• _RECORDS FOR THE EXERCISE_
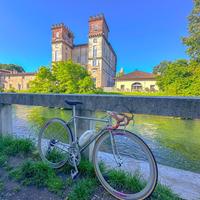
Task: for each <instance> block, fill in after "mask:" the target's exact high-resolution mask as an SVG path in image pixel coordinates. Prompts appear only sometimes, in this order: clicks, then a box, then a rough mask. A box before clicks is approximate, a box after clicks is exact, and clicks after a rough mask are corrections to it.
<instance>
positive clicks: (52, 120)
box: [38, 118, 72, 168]
mask: <svg viewBox="0 0 200 200" xmlns="http://www.w3.org/2000/svg"><path fill="white" fill-rule="evenodd" d="M71 143H72V132H71V130H70V128H69V127H68V126H67V125H66V123H65V121H63V120H62V119H58V118H53V119H51V120H49V121H48V122H47V123H46V124H45V125H44V127H43V128H42V129H41V131H40V133H39V138H38V149H39V153H40V156H41V158H42V160H43V161H44V162H45V163H47V164H48V165H49V166H50V167H52V168H60V167H62V166H63V165H64V164H65V163H66V162H67V160H68V159H69V148H70V145H71Z"/></svg>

• _DIRECTIONS FOR THIS TASK_
Rewrite the lines above, changing "rough mask" to "coarse mask" everywhere it occurs and keeping everything else the same. Leave the pictures out of your answer.

• _RESPONSE TO THE TASK_
Task: for each <instance> block, fill in after "mask:" the target's exact high-resolution mask as an SVG path in image pixel coordinates. Prompts appear only sometimes, in this order: clicks, then a box, then a coarse mask. A box before clicks is approximate, a box after clicks is exact, and clicks after a coarse mask are corrections to it.
<instance>
positive clicks: (52, 120)
box: [38, 118, 72, 168]
mask: <svg viewBox="0 0 200 200" xmlns="http://www.w3.org/2000/svg"><path fill="white" fill-rule="evenodd" d="M71 143H72V132H71V130H70V128H69V127H68V126H67V125H66V123H65V121H63V120H62V119H58V118H53V119H51V120H49V121H48V122H47V123H46V124H45V125H44V127H43V128H42V129H41V131H40V133H39V138H38V149H39V153H40V156H41V158H42V160H43V161H44V162H45V163H47V164H48V165H49V166H50V167H52V168H60V167H62V166H63V165H64V164H65V163H66V162H67V160H68V159H69V148H70V145H71Z"/></svg>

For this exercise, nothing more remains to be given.